━━━ EXCERPT TO READ ━━━

Do you and Daniel think you've attained different kinds of enlightenment? Because your path descriptions seem very different to me.

I don’t know what Daniel thinks. I have been here for around 5 years saying ‘I don’t think we are talking about the same thing’. If people that have been through the stages that Daniel speaks of recognize their own experience in what I have written, then it seems likely we are talking about the same thing - I have pretty much done everything I can at this point to clarify my own experience.

Was there any dark nights?
I have never related to this terminology. I think if someone believes that I went through it they will find evidence. Confirmation bias has to be considered.

what kind of dry vipassana did you practice? Goenka only?
Spirit Rock/Jack Kornfield type. Goenka was just one retreat.

I kind of dropped Thanissaro's method partly because I never managed to get full body awareness and because it was so hard feel breath energy. Also because I'm undure about if his interpretation of "sabba kaya patisamvedi" was correct and wanted to try other interpretations out.
Do you have any tips on getting full body awareness and feeling breath energy?

Start by getting comfortable in the body. See if there is a local Qi Gong group where you can practice with others. This will help lots. Practice it every day and do this for a couple of months at least. I think this is a much easier way to learn breath energy than sitting. After you get a sense of the energy, then you can take that into a sitting practice.

━━━

• SET PROBLEM 1:
Reproduce the meditation Q&A from "I kind of dropped" to "a sitting practice." verbatim.
• SET PROBLEM 2:
In the meditation Q&A, what type of dry vipassana does the respondent say they practiced?

━━━ INFORMATION SUPPLIED ━━━

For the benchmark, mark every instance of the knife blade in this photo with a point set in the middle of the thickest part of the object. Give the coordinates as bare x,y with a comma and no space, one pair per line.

━━━

• EXERCISE OUTPUT 1:
I kind of dropped Thanissaro's method partly because I never managed to get full body awareness and because it was so hard feel breath energy. Also because I'm undure about if his interpretation of "sabba kaya patisamvedi" was correct and wanted to try other interpretations out.
Do you have any tips on getting full body awareness and feeling breath energy?

Start by getting comfortable in the body. See if there is a local Qi Gong group where you can practice with others. This will help lots. Practice it every day and do this for a couple of months at least. I think this is a much easier way to learn breath energy than sitting. After you get a sense of the energy, then you can take that into a sitting practice.

• EXERCISE OUTPUT 2:
Spirit Rock/Jack Kornfield type